Luminaria Photos
Posted by ben on 17 Mar 2008 at 08:39 am | Tagged as: adventure day, celebrity sightings, party photos
The crowds in Alamo Plaza (photo by Justin Parr)
Houston Street (photo by Justin Parr)
Chuck Ramirez in front of Bill FitzGibbons‘ Alamo installation holding a Parr mylar sculpture (photo by Justin Parr)
The Mixing Chamber (Stuart Allen / Potter-Belmar Labs) at SAMA (photo by David S. Rubin)
Cant wait until there are more pictures on flickr!
WOW, that was a fun night. I had no idea it was going to be that large, I agree “holy shit, they pulled it off”
Lumiaria officials and SAPD said over 100,000 people more than any single fiesta event or new years eve, also, the crowd was better behaved than any NIOSA ever, not hard to imagine but satisfying to say the least. Justin, congrats on your grand ballooning of downtown.

-- DATA FOR THIS TASK --
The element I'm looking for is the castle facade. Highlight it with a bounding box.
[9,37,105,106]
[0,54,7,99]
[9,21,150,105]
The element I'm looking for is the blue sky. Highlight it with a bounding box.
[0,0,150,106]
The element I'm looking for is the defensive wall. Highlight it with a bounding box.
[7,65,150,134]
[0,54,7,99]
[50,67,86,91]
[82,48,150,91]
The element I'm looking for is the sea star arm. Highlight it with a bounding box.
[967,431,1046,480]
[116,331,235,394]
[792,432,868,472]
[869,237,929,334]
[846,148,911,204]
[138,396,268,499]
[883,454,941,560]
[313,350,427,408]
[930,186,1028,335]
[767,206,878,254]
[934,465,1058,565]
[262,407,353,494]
==
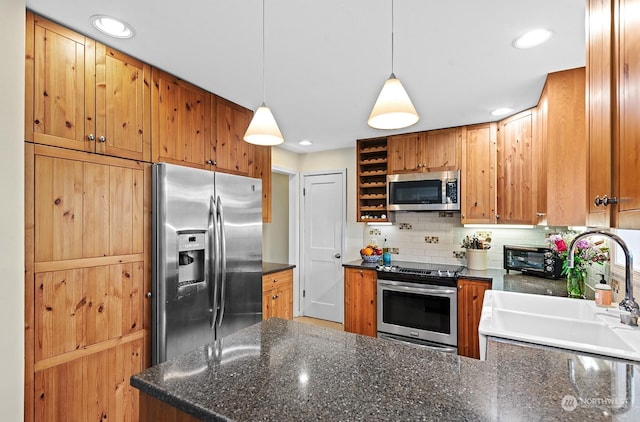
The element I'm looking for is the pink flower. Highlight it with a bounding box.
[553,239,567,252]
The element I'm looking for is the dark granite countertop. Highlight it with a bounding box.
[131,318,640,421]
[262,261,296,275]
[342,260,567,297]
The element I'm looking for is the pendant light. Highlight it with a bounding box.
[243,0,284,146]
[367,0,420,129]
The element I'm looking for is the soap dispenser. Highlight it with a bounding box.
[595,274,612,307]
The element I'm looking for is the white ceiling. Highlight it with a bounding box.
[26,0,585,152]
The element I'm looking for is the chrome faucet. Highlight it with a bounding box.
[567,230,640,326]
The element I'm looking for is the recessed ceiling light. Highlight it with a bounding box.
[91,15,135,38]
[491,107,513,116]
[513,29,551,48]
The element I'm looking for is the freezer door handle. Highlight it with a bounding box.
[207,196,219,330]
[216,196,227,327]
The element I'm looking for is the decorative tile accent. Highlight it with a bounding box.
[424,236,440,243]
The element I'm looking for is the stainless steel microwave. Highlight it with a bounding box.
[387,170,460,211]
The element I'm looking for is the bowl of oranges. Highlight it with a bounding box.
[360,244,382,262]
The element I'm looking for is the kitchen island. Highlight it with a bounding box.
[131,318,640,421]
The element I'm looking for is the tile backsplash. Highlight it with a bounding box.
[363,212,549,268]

-- TASK LIST --
1) Copy the Luminaria photos post word for word, in full.
2) Rewrite the entries between the line holding "The element I'm looking for is the sea" and the line holding "[262,407,353,494]", inclusive, replacing "sea star arm" with "starfish arm" and leaving everything else unchanged. Give only those lines.

-- SOLUTIONS TO THE PROBLEMS --
1)
Luminaria Photos
Posted by ben on 17 Mar 2008 at 08:39 am | Tagged as: adventure day, celebrity sightings, party photos
The crowds in Alamo Plaza (photo by Justin Parr)
Houston Street (photo by Justin Parr)
Chuck Ramirez in front of Bill FitzGibbons‘ Alamo installation holding a Parr mylar sculpture (photo by Justin Parr)
The Mixing Chamber (Stuart Allen / Potter-Belmar Labs) at SAMA (photo by David S. Rubin)
Cant wait until there are more pictures on flickr!
WOW, that was a fun night. I had no idea it was going to be that large, I agree “holy shit, they pulled it off”
Lumiaria officials and SAPD said over 100,000 people more than any single fiesta event or new years eve, also, the crowd was better behaved than any NIOSA ever, not hard to imagine but satisfying to say the least. Justin, congrats on your grand ballooning of downtown.

2)
The element I'm looking for is the starfish arm. Highlight it with a bounding box.
[967,431,1046,480]
[116,331,235,394]
[792,432,868,472]
[869,237,929,334]
[846,148,911,204]
[138,396,268,499]
[883,454,941,560]
[313,350,427,408]
[930,186,1028,335]
[767,206,878,254]
[934,465,1058,565]
[262,407,353,494]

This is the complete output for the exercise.